(ARBEITSANWEISUNGEN):
A) Geben Sie den Abschnitt aus dem Text über Unfälle mit Hybrid- und Elektrofahrzeugen zwischen „Angesichts der noch“ und „die Feuerwehren zu?“, beide eingeschlossen, wortgetreu wieder.
B) Stellen Sie die Zeilen der Datensätze vom Beginn der Datensätze bis zur Zeile mit „138 136 150 178“, beide eingeschlossen, als Markdown-Tabelle mit den Spalten „Nr.“ und „Zeile“ dar. Lassen Sie Leerzeilen dabei weg.

(DOKUMENTAUSZUG):
::::

Angesichts der noch geringen Zulassungszahlen von Hybrid- und Elektrofahrzeugen überrascht es nicht, dass auch schwere Unfälle mit Beteiligung solcher Fahrzeuge bisher vergleichsweise selten vorkommen. Dennoch müssen sich Polizeibehörden, medizinisches Rettungspersonal, Abschleppdienste und nicht zuletzt die Feuerwehren auf solche Szenarien vorbereiten: Müssen etwa Techniken angepasst werden, um eingeschlossene Personen aus einem Unfallfahrzeug zu befreien? Und was kommt speziell im Fall eines Fahrzeugbrandes auf die Feuerwehren zu?

::::

(AUSZÜGE DER DATENSÄTZE):
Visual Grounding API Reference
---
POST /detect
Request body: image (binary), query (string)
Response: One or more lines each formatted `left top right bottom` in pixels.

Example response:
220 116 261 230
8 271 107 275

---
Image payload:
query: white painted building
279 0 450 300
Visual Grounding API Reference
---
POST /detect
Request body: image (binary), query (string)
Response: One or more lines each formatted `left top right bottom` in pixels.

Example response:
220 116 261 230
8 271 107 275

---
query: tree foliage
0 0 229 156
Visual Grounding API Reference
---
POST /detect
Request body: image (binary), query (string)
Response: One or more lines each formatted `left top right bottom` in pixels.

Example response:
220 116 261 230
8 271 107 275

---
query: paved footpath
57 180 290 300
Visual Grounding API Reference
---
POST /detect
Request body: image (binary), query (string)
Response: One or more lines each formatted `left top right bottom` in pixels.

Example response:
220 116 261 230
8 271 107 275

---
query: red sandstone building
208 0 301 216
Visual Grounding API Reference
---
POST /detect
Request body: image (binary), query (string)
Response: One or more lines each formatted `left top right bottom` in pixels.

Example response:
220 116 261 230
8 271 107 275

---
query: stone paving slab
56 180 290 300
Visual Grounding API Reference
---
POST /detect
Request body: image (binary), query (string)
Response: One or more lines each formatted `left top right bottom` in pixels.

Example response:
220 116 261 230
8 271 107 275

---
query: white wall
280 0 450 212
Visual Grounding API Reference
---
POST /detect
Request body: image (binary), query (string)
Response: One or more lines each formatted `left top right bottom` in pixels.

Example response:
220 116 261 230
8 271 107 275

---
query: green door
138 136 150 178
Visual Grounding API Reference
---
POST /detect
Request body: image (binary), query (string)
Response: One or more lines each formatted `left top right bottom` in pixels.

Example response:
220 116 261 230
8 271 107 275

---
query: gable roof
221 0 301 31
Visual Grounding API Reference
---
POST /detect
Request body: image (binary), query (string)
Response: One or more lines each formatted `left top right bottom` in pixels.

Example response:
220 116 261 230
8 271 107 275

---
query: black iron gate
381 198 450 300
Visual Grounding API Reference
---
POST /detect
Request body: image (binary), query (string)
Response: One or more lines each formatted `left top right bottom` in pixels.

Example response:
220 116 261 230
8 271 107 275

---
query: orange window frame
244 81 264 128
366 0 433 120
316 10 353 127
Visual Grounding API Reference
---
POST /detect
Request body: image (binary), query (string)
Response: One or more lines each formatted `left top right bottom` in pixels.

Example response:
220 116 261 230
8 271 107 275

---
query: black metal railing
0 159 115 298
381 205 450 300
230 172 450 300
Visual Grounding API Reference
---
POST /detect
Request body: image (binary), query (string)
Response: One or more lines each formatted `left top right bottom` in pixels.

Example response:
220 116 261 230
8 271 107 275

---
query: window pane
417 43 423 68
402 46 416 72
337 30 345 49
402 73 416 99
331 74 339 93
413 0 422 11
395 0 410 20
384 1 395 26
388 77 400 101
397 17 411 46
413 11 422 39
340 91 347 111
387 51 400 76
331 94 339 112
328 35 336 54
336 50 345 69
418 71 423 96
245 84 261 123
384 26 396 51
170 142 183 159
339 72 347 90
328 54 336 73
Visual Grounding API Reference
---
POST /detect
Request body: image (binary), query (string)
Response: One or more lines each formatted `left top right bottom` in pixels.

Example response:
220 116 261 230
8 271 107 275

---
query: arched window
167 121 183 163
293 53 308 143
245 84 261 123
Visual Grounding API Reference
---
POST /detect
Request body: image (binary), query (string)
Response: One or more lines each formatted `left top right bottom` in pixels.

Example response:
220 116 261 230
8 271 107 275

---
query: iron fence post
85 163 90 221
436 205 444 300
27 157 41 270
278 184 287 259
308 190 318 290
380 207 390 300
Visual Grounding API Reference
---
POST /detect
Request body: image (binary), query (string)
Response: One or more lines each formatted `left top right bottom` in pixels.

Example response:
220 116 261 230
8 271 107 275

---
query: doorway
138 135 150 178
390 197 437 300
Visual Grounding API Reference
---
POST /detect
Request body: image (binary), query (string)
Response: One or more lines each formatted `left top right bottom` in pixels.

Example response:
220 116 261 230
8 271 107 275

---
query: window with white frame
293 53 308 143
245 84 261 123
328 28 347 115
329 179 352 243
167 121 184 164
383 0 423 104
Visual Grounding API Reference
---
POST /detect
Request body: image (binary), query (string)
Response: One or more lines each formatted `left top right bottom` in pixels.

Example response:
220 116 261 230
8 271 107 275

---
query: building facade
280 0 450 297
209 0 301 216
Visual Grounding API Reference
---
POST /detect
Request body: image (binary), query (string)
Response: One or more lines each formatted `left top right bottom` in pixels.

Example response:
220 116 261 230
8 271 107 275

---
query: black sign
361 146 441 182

::::

(ANTWORTEN JE AUFGABE):
A)
Angesichts der noch geringen Zulassungszahlen von Hybrid- und Elektrofahrzeugen überrascht es nicht, dass auch schwere Unfälle mit Beteiligung solcher Fahrzeuge bisher vergleichsweise selten vorkommen. Dennoch müssen sich Polizeibehörden, medizinisches Rettungspersonal, Abschleppdienste und nicht zuletzt die Feuerwehren auf solche Szenarien vorbereiten: Müssen etwa Techniken angepasst werden, um eingeschlossene Personen aus einem Unfallfahrzeug zu befreien? Und was kommt speziell im Fall eines Fahrzeugbrandes auf die Feuerwehren zu?

B)
| Nr. | Zeile |
|---|---|
| 1 | Visual Grounding API Reference |
| 2 | --- |
| 3 | POST /detect |
| 4 | Request body: image (binary), query (string) |
| 5 | Response: One or more lines each formatted `left top right bottom` in pixels. |
| 6 | Example response: |
| 7 | 220 116 261 230 |
| 8 | 8 271 107 275 |
| 9 | --- |
| 10 | Image payload: |
| 11 | query: white painted building |
| 12 | 279 0 450 300 |
| 13 | Visual Grounding API Reference |
| 14 | --- |
| 15 | POST /detect |
| 16 | Request body: image (binary), query (string) |
| 17 | Response: One or more lines each formatted `left top right bottom` in pixels. |
| 18 | Example response: |
| 19 | 220 116 261 230 |
| 20 | 8 271 107 275 |
| 21 | --- |
| 22 | query: tree foliage |
| 23 | 0 0 229 156 |
| 24 | Visual Grounding API Reference |
| 25 | --- |
| 26 | POST /detect |
| 27 | Request body: image (binary), query (string) |
| 28 | Response: One or more lines each formatted `left top right bottom` in pixels. |
| 29 | Example response: |
| 30 | 220 116 261 230 |
| 31 | 8 271 107 275 |
| 32 | --- |
| 33 | query: paved footpath |
| 34 | 57 180 290 300 |
| 35 | Visual Grounding API Reference |
| 36 | --- |
| 37 | POST /detect |
| 38 | Request body: image (binary), query (string) |
| 39 | Response: One or more lines each formatted `left top right bottom` in pixels. |
| 40 | Example response: |
| 41 | 220 116 261 230 |
| 42 | 8 271 107 275 |
| 43 | --- |
| 44 | query: red sandstone building |
| 45 | 208 0 301 216 |
| 46 | Visual Grounding API Reference |
| 47 | --- |
| 48 | POST /detect |
| 49 | Request body: image (binary), query (string) |
| 50 | Response: One or more lines each formatted `left top right bottom` in pixels. |
| 51 | Example response: |
| 52 | 220 116 261 230 |
| 53 | 8 271 107 275 |
| 54 | --- |
| 55 | query: stone paving slab |
| 56 | 56 180 290 300 |
| 57 | Visual Grounding API Reference |
| 58 | --- |
| 59 | POST /detect |
| 60 | Request body: image (binary), query (string) |
| 61 | Response: One or more lines each formatted `left top right bottom` in pixels. |
| 62 | Example response: |
| 63 | 220 116 261 230 |
| 64 | 8 271 107 275 |
| 65 | --- |
| 66 | query: white wall |
| 67 | 280 0 450 212 |
| 68 | Visual Grounding API Reference |
| 69 | --- |
| 70 | POST /detect |
| 71 | Request body: image (binary), query (string) |
| 72 | Response: One or more lines each formatted `left top right bottom` in pixels. |
| 73 | Example response: |
| 74 | 220 116 261 230 |
| 75 | 8 271 107 275 |
| 76 | --- |
| 77 | query: green door |
| 78 | 138 136 150 178 |